** BEGIN Record set **
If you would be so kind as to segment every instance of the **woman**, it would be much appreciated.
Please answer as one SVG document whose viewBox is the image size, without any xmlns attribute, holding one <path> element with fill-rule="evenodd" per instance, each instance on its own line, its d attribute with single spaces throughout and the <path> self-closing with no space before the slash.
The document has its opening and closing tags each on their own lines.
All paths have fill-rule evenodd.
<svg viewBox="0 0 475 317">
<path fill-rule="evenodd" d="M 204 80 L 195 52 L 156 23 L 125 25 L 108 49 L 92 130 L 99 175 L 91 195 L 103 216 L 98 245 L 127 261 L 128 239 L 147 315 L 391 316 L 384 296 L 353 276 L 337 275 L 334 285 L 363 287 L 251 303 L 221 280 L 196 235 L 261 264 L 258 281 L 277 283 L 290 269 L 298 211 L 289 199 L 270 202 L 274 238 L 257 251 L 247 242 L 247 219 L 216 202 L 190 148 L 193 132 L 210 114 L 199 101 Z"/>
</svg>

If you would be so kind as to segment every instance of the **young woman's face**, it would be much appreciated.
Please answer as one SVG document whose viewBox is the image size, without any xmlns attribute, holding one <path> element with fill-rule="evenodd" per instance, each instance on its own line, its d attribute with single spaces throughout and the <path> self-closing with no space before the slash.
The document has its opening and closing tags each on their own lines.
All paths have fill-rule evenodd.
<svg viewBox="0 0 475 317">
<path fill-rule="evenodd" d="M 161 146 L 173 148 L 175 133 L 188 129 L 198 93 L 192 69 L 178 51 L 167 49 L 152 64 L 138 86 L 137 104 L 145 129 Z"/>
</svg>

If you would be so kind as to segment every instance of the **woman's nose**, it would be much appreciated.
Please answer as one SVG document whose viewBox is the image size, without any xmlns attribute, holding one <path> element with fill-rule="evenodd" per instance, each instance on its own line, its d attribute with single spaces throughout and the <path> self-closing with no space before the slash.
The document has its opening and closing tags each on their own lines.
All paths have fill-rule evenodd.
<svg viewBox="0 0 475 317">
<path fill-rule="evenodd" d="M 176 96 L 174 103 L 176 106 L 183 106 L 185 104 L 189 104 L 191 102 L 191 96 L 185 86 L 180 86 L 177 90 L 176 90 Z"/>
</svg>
** END Record set **
§ Short task:
Copy the records above word for word, from the line containing "face**, it would be much appreciated." through the end of the records, including both of those lines.

§ Written solution:
If you would be so kind as to segment every instance of the **young woman's face**, it would be much appreciated.
Please answer as one SVG document whose viewBox is the image size, without any xmlns attribute, holding one <path> element with fill-rule="evenodd" per instance, each instance on its own line, its d attribute with single spaces throughout and the <path> self-closing with no space before the slash.
The document has its opening and closing tags each on their own lines.
All paths have fill-rule evenodd.
<svg viewBox="0 0 475 317">
<path fill-rule="evenodd" d="M 161 146 L 173 148 L 175 133 L 188 129 L 198 93 L 192 69 L 178 51 L 167 49 L 152 64 L 138 86 L 137 104 L 145 129 Z"/>
</svg>

If you would be so kind as to segment every instance of the **woman's nose**, it would be much appreciated.
Please answer as one SVG document whose viewBox is the image size, without any xmlns attribute, holding one <path> element with fill-rule="evenodd" per instance, each instance on its own line, its d attribute with single spaces throughout and the <path> self-closing with no space before the slash.
The document has its opening and closing tags each on their own lines.
All paths have fill-rule evenodd.
<svg viewBox="0 0 475 317">
<path fill-rule="evenodd" d="M 176 96 L 174 103 L 176 106 L 183 106 L 185 104 L 189 104 L 191 102 L 191 96 L 185 86 L 180 86 L 177 90 L 176 90 Z"/>
</svg>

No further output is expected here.